▼

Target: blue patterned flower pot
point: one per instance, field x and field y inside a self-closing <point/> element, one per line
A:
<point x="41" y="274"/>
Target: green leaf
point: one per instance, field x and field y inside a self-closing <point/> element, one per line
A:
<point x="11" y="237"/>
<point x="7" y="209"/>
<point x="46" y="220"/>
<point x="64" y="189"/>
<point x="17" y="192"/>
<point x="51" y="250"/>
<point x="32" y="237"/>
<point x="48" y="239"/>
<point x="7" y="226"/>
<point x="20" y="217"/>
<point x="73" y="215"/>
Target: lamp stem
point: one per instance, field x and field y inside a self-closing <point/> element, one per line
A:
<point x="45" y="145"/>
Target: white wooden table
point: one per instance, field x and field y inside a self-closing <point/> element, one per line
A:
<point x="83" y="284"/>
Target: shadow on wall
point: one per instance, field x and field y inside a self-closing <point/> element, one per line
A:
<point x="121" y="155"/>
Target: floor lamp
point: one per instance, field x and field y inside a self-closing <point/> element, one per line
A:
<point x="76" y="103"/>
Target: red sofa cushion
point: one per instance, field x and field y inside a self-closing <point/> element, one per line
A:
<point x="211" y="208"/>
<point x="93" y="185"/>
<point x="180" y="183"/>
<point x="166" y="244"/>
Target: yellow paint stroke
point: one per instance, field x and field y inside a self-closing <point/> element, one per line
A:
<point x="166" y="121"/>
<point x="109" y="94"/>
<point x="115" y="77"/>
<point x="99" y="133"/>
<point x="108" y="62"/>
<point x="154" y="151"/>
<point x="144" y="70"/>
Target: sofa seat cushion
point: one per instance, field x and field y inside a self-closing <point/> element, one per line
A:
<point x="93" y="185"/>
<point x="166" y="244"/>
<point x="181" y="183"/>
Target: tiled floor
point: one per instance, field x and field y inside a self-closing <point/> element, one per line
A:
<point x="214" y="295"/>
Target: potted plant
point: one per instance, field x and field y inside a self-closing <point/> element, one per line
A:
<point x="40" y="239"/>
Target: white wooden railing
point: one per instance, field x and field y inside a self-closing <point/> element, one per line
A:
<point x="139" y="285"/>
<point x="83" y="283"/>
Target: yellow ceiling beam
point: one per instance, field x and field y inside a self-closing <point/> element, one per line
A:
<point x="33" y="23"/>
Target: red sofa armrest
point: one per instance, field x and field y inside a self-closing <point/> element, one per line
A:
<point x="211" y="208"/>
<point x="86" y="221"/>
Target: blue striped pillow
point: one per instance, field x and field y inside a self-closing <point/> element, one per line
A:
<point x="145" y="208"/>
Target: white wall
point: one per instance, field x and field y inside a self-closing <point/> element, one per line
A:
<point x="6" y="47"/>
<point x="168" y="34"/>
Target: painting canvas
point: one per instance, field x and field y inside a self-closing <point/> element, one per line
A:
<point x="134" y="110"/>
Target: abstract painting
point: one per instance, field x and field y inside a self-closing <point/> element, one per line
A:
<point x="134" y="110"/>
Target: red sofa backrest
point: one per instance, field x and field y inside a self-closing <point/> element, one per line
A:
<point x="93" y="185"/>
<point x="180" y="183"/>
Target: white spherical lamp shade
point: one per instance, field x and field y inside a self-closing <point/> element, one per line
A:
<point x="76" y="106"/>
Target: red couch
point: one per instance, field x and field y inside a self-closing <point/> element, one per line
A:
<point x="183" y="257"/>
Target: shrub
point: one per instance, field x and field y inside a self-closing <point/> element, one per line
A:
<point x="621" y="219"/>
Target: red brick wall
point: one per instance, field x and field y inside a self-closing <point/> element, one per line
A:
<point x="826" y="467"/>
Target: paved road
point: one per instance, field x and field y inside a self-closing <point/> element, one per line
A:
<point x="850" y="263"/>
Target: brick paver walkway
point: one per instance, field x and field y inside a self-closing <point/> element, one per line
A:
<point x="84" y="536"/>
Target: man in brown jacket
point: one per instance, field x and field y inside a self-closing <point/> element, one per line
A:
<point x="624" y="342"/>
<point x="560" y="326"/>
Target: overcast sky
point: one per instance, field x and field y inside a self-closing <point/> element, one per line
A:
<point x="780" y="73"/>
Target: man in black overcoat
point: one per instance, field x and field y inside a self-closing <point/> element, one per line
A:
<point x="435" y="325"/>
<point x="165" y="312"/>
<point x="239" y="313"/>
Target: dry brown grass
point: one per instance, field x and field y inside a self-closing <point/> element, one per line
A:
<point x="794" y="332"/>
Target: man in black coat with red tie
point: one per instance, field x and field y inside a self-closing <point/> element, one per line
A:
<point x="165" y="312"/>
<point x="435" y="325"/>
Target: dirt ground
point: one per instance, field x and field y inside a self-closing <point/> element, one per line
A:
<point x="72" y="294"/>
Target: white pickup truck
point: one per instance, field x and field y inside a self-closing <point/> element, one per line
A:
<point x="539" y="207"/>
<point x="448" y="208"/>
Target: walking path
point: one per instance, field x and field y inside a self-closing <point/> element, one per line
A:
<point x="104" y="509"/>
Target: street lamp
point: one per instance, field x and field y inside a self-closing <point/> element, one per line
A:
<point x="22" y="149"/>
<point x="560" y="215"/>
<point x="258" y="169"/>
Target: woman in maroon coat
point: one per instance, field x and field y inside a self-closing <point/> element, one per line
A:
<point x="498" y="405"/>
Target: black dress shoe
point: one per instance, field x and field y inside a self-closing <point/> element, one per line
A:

▲

Put every line of the entries above into a numbered list, leaving out any blank lines.

1. Target: blue patterned flower pot
2. point: one per instance, field x and field y inside a self-closing <point/> element, one per line
3. A:
4. <point x="41" y="274"/>
5. Target: green leaf
6. point: one per instance, field x and field y inside a self-closing <point/> element, one per line
7. A:
8. <point x="11" y="237"/>
9. <point x="7" y="209"/>
10. <point x="46" y="220"/>
11. <point x="64" y="189"/>
12. <point x="17" y="192"/>
13. <point x="51" y="250"/>
14. <point x="32" y="237"/>
15. <point x="48" y="239"/>
16. <point x="7" y="226"/>
17. <point x="20" y="217"/>
18. <point x="73" y="215"/>
19. Target: lamp stem
20. point: one per instance, field x and field y inside a self-closing <point/> element, one per line
21. A:
22. <point x="45" y="145"/>
23. Target: white wooden table
24. point: one per instance, field x and field y inside a self-closing <point/> element, one per line
25. A:
26. <point x="83" y="284"/>
27. Target: shadow on wall
28. point: one per instance, field x and field y inside a self-closing <point/> element, one per line
29. A:
30. <point x="121" y="155"/>
31. Target: floor lamp
32. point: one per instance, field x and field y inside a self-closing <point/> element, one per line
33. A:
34. <point x="76" y="103"/>
35. Target: red sofa cushion
36. point: one per instance, field x and field y inside a self-closing <point/> element, one per line
37. A:
38. <point x="211" y="208"/>
39. <point x="93" y="185"/>
40. <point x="180" y="183"/>
41. <point x="166" y="244"/>
42. Target: yellow paint stroke
43. point: one per instance, field x and field y inside a self-closing <point/> element, one per line
44. A:
45. <point x="166" y="121"/>
46. <point x="109" y="94"/>
47. <point x="115" y="77"/>
48. <point x="99" y="133"/>
49. <point x="108" y="62"/>
50. <point x="154" y="151"/>
51. <point x="144" y="70"/>
52. Target: sofa seat cushion
53. point: one per instance, field x and field y inside a self-closing <point/> element, one per line
54. A:
55. <point x="93" y="185"/>
56. <point x="166" y="244"/>
57. <point x="181" y="183"/>
58. Target: tiled floor
59. point: one per instance, field x and field y inside a self-closing <point/> element, one per line
60. A:
61. <point x="214" y="295"/>
62. Target: potted plant
63. point: one per instance, field x and field y inside a self-closing <point/> element, one per line
64. A:
65. <point x="40" y="239"/>
66. Target: white wooden railing
67. point: one per instance, field x and field y inside a self-closing <point/> element, one per line
68. A:
69. <point x="139" y="285"/>
70. <point x="83" y="283"/>
71. Target: yellow ceiling beam
72. point: one per instance, field x and field y inside a self-closing <point/> element, one per line
73. A:
74. <point x="33" y="23"/>
75. Target: red sofa armrest
76. point: one per instance, field x and field y inside a self-closing <point/> element, one per line
77. A:
78. <point x="211" y="208"/>
79. <point x="86" y="221"/>
80. Target: blue striped pillow
81. point: one per instance, field x and field y inside a self-closing <point/> element, one per line
82. A:
83. <point x="145" y="208"/>
84. Target: white wall
85. point: one per instance, field x and field y inside a self-closing <point/> element, one per line
86. A:
87. <point x="6" y="47"/>
88. <point x="168" y="34"/>
89. Target: painting canvas
90. point: one per instance, field x and field y inside a self-closing <point/> element, one per line
91. A:
92. <point x="134" y="110"/>
93. Target: abstract painting
94. point: one per instance, field x and field y inside a self-closing <point/> element, one per line
95. A:
96. <point x="134" y="110"/>
97. Target: red sofa backrest
98. point: one per instance, field x and field y inside a self-closing <point/> element, one per line
99. A:
100. <point x="93" y="185"/>
101. <point x="180" y="183"/>
102. Target: white spherical lamp shade
103. point: one per instance, field x and field y inside a self-closing <point/> element, one per line
104. A:
105. <point x="76" y="106"/>
106. Target: red couch
107. point: one per instance, field x and field y inside a self-closing <point/> element, one per line
108. A:
109. <point x="183" y="257"/>
110. Target: shrub
111. point: one per instance, field x and field y inside a self-closing <point/> element, one per line
112. A:
113. <point x="621" y="219"/>
114. Target: red brick wall
115. point: one per instance, field x and field y inside a self-closing <point/> element, one per line
116. A:
117. <point x="826" y="467"/>
118. Target: paved road
119. point: one per instance, field x and field y inside a self-closing <point/> element, one per line
120. A:
121. <point x="850" y="263"/>
122. Target: brick paver walkway
123. point: one per instance, field x and field y inside a self-closing <point/> element, one per line
124. A:
125. <point x="84" y="536"/>
126. Target: man in brown jacket
127. point: one per instance, field x and field y inside a self-closing <point/> element, one per line
128. A:
129. <point x="624" y="342"/>
130. <point x="560" y="326"/>
131. Target: overcast sky
132. point: one per instance, field x and field y inside a self-closing <point/> element, one per line
133. A:
134. <point x="780" y="73"/>
135. Target: man in black overcoat
136. point: one per instance, field x and field y inside a self-closing <point/> element, one per line
137. A:
138. <point x="435" y="325"/>
139. <point x="165" y="312"/>
140. <point x="239" y="313"/>
141. Target: dry brown grass
142. point: one per instance, field x and field y inside a self-closing <point/> element, one per line
143. A:
144. <point x="794" y="332"/>
145. Target: man in black coat with red tie
146. point: one per instance, field x and field y inside a self-closing <point/> element, one per line
147. A:
148. <point x="165" y="312"/>
149. <point x="435" y="325"/>
150. Target: dirt ground
151. point: one per instance, field x and field y inside a self-closing <point/> element, one per line
152. A:
153. <point x="72" y="294"/>
154. Target: white pickup truck
155. point: one per instance, field x and field y inside a self-closing <point/> element, one per line
156. A:
157. <point x="539" y="207"/>
158. <point x="448" y="208"/>
159. Target: walking path
160. point: one per instance, field x and field y inside a self-closing <point/> element, one per line
161. A:
162. <point x="104" y="509"/>
163. Target: street lamp
164. point: one per instance, field x and field y inside a self-closing <point/> element, one per line
165. A:
166. <point x="22" y="149"/>
167. <point x="560" y="215"/>
168. <point x="258" y="169"/>
169. Target: woman in maroon coat
170. point: one per instance, field x and field y inside a self-closing <point/> element, one per line
171. A:
172. <point x="498" y="405"/>
173. Target: black dress shoe
174. point: one per instance, field x and field y inside a self-closing <point/> element, one per line
175. A:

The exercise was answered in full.